QUESITI E COMPITI:
(1) Rispondi, per favore, a queste domande sul testo su André Aciman:
(a) Con quale libro Aciman torna in libreria?
(b) Quanti tipi di nostalgia distingue Aciman?
(c) Chi ha intervistato l'autore?
(2) Riprendi il testo su André Aciman e scrivi qualche frase che segua la sua ultima frase.

TESTO FORNITO:
========================

“Ci sono due tipi di nostalgia. Quella che le persone provano quando ricordano il passato e, ricordandolo, ne sentono la mancanza e soffrono di questo e una seconda forma, che è quella che mi appartiene, e che è un prodotto letterario. La nostalgia che provo io esiste quasi solamente sulla carta: scrivendo riporto alla mente memorie che risultano essere un prodotto della scrittura stessa, di cui non ero neppure conscio”. André Aciman torna in libreria con “Il bacio di Swann”, colta divagazione su nostalgia, memoria e letteratura. Intervistato da ilLibraio.it, l’autore racconta la sua idea di nostalgia e come, per lui, scrittura e memoria si compenetrino. E parla del ruolo dell’amicizia: “Qualcosa che ho sempre bramato senza riuscire a ottenerla completamente, come l’amore: non l’ho mai provato completamente, non sono mai stato ossessionato da un’altra persona…”

========================

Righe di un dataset
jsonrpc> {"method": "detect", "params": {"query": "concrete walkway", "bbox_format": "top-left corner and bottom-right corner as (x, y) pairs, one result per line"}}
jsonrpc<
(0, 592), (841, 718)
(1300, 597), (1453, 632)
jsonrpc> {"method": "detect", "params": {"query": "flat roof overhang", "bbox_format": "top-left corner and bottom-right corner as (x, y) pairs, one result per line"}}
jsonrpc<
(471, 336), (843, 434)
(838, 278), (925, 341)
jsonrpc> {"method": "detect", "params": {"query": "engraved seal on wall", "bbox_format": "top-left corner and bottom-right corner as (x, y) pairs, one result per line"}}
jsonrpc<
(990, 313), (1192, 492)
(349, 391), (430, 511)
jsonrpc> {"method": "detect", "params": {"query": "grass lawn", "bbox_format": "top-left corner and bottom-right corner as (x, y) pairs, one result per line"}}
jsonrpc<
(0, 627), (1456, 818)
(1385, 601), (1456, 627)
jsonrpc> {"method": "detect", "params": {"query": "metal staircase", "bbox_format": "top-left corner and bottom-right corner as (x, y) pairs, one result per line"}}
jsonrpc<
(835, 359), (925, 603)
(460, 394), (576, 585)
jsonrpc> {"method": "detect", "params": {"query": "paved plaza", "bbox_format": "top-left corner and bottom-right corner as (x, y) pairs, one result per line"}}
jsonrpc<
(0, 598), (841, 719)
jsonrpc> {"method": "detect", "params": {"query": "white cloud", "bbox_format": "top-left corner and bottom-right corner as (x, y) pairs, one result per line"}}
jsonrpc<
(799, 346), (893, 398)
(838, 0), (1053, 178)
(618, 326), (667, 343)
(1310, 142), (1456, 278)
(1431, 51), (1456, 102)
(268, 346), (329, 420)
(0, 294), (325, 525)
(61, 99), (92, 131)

========================

RISPOSTE:
(1)
(a) Con "Il bacio di Swann".
(b) Due.
(c) ilLibraio.it.

(2)
André Aciman torna in libreria con Il bacio di Swann (Guanda): non un romanzo ma una divagazione in cui nostalgia, memoria e letteratura si fondono, cercando l’una di dare risposta ai quesiti dell’altra. Ripensando alla sua storia familiare, alle città che ha attraversato, agli autori che lo hanno formato, Aciman costruisce un mosaico di suggestioni che restituisce ai lettori in un forma ibrida, tra il memoir, il saggio critico e il flusso di pensiero.

Ogni capitolo racconta un autore, un luogo, un momento della vita di Aciman, in un colto gioco di rimandi, grazie a una penna tanto coinvolgente quanto lieve.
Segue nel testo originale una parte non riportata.